=== Page text ===
──────────
StartWorkspaceIndex(Input) number If other masks fields are provided, it’s the first index of the target workspace to be allowed to be masked from by these masks, if not, its the first index of the target workspace to mask. Default value is 0 if other masking is present or ignored if not.

EndWorkspaceIndex(Input) number If other masks are provided, it’s the last index of the target workspace allowed to be masked to by these masks, if not, its the last index of the target workspace to mask. Default is number of histograms in target workspace if other masks are present or ignored if not.

ComponentList(Input) str list A list names of components to mask

maskedBinsIndices((MatrixWorkspace)self, (int)workspaceIndex) → mantid.kernel._kernel.std_vector_size_t :

Returns all the masked bins’ indices at the workspace index. hasMaskedBins MUST be called first to check if any bins are masked, otherwise an exception will be thrown

mutableRun((ExperimentInfo)self) → Run :

Return a modifiable Run object.

mutableSample((ExperimentInfo)self) → Sample :

Return a modifiable Sample object.

name((DataItem)self) → str :

The name of the object

numOriginalWorkspaces((MDGeometry)self) → int :

Returns the number of source workspaces attached

populateInstrumentParameters((ExperimentInfo)self) → None :

Update parameters in the instrument-parameter map. Logs must be loaded before calling this method

readDx((MatrixWorkspace)self, (int)workspaceIndex) → numpy.ndarray :

Creates a read-only numpy wrapper around the original Dx data at the given index

readE((MatrixWorkspace)self, (int)workspaceIndex) → numpy.ndarray :

Creates a read-only numpy wrapper around the original E data at the given index

readLock((DataItem)self) → None :

Acquires a read lock on the data item.
──────────
=== Dataset records ===

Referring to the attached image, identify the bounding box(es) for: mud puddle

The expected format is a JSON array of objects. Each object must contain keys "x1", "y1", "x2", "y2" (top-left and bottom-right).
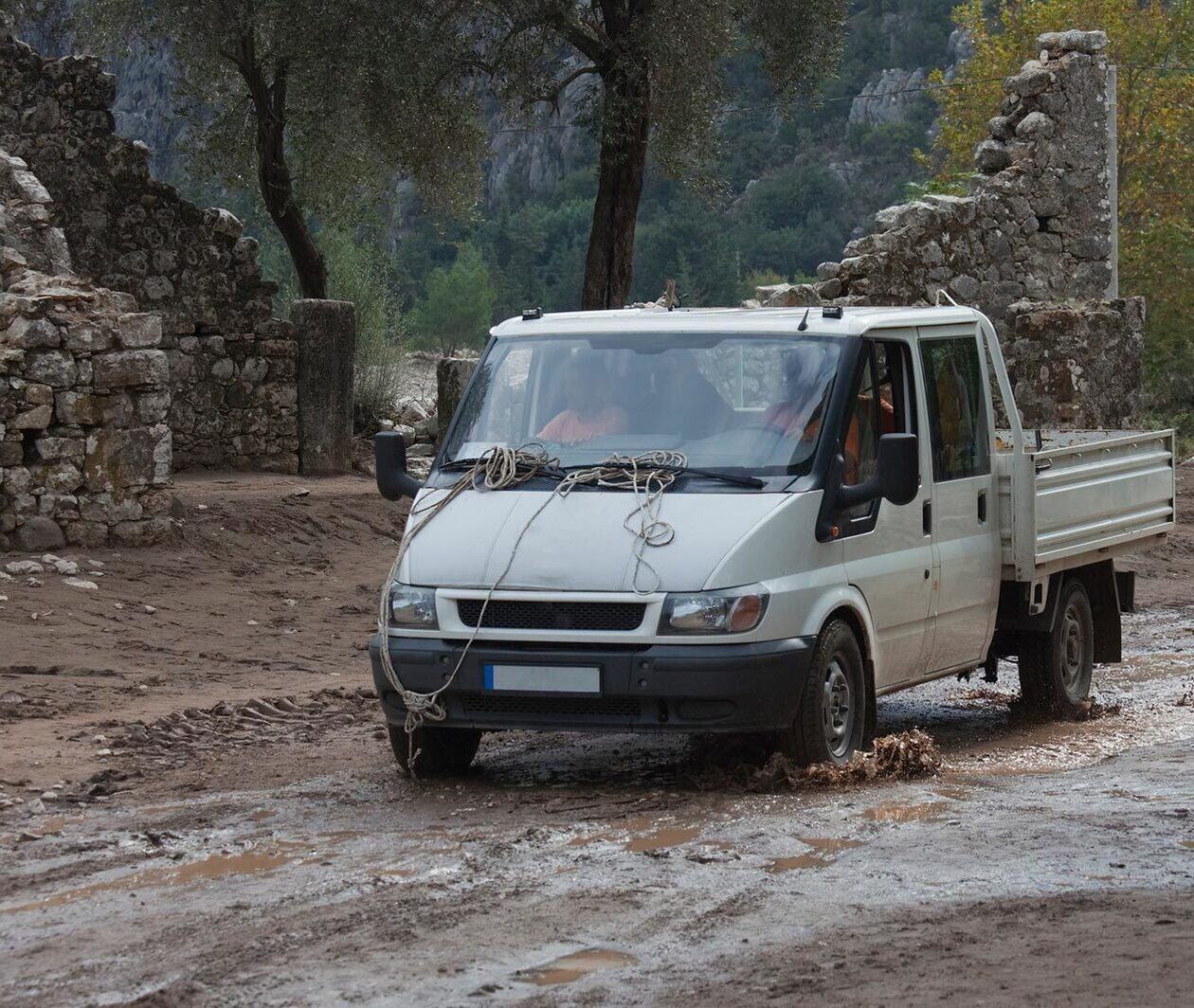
[
  {"x1": 763, "y1": 836, "x2": 866, "y2": 875},
  {"x1": 862, "y1": 801, "x2": 950, "y2": 823},
  {"x1": 515, "y1": 948, "x2": 639, "y2": 986},
  {"x1": 0, "y1": 841, "x2": 310, "y2": 913}
]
──────────
=== Set of tasks ===
[a] Answer these from the workspace API text:
(i) What must be called first to check whether any bins are masked before using maskedBinsIndices?
(ii) What must be loaded before calling populateInstrumentParameters?
(iii) What type does readE return?
[b] From the workspace API text, reproduce everything from "ComponentList(Input) str list" down to "modifiable Run object.".

=== Outputs for the tasks ===
[a]
(i) hasMaskedBins
(ii) Logs
(iii) numpy.ndarray

[b]
ComponentList(Input) str list A list names of components to mask

maskedBinsIndices((MatrixWorkspace)self, (int)workspaceIndex) → mantid.kernel._kernel.std_vector_size_t :

Returns all the masked bins’ indices at the workspace index. hasMaskedBins MUST be called first to check if any bins are masked, otherwise an exception will be thrown

mutableRun((ExperimentInfo)self) → Run :

Return a modifiable Run object.